Page extract -

BOAT REVIEW Excess 15 Binx

January 2022 Yacht Reviews
Words by Sarah Ell. Photography and video by Roger Mills.
OUR RATING
4 STARS
Performance
Economy
Handling
Value
Build Quality
Specification
MODEL DETAILS
MODEL Excess 15
DESIGNER Patrick le Quément
BUILDER Beneteau Boats/Excess
PRICE AS TESTED $POA
SPECIFICATIONS
LOA 14.76M
LENGTH (Waterline) 14.31M
BEAM 8.03M
DISPLACEMENT 18400kg
ENGINE 2 x Yanmar 57hp diesel
FUEL CAPACITY 1040L
WATER CAPACITY 480L
Mast & Rigging Aluminium and SS
ACCOMMODATION Four cabins
HIGHLIGHTS
  • Simple interior but with personalised touches
OBSERVATIONS
  • Great combination of comfort, space and performance
  • Autopilot does much of the work of sailing – ideal for long passages

If you want to find out how good your new boat will be as a long-range offshore cruiser, there’s one sure-fire way to find out: sail her to New Zealand from Europe.

What you have to do - According to the Excess 15 review, why is the autopilot suited to long passages?

Material supplied -
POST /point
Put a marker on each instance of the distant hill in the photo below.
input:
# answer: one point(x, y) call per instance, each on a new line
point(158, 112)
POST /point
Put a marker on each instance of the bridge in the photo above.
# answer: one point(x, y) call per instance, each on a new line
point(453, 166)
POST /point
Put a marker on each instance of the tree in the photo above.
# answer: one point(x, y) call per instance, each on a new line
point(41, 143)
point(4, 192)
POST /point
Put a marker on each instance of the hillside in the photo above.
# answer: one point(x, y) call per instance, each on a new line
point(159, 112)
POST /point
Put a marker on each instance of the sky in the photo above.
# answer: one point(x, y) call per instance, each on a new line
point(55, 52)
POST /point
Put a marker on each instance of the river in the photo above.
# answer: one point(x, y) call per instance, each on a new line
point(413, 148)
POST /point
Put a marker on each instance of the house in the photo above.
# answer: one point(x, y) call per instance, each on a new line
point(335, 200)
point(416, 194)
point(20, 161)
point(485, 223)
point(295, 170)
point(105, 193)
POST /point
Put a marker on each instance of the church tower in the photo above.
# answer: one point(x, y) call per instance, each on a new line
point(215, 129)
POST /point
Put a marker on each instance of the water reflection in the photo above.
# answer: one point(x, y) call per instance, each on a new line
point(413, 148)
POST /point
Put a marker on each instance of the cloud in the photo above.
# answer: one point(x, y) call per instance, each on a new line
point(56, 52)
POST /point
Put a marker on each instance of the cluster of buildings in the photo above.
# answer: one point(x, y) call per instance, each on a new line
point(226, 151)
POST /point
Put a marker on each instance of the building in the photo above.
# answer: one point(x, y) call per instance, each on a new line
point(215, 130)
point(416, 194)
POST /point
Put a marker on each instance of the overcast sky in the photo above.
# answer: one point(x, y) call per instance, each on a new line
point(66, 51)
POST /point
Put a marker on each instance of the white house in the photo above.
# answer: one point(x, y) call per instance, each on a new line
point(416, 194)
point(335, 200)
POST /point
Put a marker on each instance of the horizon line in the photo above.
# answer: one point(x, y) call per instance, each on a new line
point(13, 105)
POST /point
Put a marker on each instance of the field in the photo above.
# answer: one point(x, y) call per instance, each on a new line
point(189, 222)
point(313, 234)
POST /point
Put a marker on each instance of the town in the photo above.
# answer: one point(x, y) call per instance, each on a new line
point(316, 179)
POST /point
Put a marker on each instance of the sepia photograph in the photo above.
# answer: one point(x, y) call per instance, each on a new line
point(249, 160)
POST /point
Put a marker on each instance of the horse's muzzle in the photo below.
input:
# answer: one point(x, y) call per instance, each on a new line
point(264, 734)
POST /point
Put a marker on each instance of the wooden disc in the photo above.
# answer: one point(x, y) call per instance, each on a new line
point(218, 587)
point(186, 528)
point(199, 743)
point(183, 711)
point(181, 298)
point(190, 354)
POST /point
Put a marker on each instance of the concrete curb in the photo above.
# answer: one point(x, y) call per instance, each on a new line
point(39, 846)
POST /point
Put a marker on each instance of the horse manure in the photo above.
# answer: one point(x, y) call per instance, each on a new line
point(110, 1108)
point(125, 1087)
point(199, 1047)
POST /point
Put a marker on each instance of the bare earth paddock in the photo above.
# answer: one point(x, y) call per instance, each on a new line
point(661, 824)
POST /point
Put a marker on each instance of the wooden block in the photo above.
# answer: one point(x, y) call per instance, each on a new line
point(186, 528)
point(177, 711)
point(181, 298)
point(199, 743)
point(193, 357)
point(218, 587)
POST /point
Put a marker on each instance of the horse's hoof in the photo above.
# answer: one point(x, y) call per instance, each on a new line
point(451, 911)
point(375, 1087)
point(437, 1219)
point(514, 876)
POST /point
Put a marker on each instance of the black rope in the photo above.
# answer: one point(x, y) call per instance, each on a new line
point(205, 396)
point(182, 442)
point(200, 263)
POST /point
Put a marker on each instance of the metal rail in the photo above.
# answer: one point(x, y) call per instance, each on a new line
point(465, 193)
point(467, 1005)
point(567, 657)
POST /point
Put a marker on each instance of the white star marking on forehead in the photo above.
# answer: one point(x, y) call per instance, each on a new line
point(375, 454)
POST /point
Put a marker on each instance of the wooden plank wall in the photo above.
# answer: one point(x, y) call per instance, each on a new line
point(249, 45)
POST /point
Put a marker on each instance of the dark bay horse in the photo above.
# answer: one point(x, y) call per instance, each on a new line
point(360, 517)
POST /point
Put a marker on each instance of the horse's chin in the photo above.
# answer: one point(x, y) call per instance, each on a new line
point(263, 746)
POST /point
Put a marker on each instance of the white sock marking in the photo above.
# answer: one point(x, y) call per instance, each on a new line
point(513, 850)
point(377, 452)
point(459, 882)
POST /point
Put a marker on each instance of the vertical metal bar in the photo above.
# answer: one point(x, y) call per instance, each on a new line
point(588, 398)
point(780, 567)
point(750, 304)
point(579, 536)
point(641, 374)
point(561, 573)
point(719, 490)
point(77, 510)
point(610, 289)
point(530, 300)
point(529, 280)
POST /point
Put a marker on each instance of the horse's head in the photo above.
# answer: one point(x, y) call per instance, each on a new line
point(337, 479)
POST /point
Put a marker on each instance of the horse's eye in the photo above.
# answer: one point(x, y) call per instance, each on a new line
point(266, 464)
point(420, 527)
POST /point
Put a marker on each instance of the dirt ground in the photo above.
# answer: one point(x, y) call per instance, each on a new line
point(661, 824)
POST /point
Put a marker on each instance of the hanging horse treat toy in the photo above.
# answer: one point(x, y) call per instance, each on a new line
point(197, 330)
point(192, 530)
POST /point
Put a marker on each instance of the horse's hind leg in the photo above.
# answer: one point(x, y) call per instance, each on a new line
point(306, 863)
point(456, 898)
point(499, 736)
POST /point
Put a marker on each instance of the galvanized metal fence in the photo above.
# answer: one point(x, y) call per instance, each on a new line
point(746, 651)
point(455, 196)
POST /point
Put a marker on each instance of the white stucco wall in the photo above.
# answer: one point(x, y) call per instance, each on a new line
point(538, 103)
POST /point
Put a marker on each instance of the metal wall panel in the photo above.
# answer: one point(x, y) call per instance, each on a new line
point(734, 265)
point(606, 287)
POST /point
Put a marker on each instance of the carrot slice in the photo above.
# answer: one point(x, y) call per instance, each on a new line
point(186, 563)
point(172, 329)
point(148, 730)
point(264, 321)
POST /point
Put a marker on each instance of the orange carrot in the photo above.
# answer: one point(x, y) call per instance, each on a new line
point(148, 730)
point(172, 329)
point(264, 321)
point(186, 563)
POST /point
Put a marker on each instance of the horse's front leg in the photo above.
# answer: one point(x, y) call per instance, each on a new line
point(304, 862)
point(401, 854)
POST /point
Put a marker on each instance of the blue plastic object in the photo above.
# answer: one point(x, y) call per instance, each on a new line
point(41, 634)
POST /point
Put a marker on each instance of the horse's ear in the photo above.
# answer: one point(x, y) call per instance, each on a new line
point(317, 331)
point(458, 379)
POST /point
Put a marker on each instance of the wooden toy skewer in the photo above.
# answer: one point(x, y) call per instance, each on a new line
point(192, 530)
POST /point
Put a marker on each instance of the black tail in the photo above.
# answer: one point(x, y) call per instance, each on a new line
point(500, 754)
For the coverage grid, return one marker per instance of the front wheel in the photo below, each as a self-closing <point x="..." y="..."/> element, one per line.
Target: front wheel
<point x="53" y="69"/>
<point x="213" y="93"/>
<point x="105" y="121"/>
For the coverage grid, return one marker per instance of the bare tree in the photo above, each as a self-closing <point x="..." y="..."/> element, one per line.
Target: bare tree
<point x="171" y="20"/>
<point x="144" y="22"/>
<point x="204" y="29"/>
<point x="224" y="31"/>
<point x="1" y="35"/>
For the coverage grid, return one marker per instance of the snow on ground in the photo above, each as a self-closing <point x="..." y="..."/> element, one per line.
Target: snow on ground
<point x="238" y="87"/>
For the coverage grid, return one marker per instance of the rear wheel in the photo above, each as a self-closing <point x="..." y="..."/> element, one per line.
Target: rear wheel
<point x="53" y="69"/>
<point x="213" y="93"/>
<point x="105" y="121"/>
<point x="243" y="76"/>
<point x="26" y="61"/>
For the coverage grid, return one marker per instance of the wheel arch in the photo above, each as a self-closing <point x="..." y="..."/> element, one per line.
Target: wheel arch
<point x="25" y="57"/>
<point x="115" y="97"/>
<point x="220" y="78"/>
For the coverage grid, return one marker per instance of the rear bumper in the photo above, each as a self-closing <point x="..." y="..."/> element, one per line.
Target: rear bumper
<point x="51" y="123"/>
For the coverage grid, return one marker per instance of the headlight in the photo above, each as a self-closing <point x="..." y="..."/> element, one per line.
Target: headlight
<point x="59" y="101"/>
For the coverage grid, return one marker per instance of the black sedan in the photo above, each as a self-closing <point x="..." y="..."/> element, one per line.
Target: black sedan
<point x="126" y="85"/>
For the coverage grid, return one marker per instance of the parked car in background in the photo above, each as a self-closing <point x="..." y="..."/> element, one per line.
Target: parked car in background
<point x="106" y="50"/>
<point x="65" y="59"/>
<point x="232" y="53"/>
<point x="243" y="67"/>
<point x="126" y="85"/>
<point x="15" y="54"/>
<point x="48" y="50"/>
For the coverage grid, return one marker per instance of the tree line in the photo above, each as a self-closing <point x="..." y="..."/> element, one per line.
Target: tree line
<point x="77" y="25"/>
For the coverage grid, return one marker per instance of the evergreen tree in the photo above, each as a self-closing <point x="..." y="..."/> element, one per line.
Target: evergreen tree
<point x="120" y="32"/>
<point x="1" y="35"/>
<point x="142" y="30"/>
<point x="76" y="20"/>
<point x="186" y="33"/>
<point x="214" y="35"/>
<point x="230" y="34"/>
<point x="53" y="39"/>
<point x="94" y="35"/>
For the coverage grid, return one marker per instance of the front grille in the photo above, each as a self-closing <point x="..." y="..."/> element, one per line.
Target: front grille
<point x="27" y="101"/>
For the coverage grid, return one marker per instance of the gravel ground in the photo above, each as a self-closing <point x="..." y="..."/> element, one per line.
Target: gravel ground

Completed task - The autopilot does much of the work of sailing, which is why the review calls it ideal for long passages.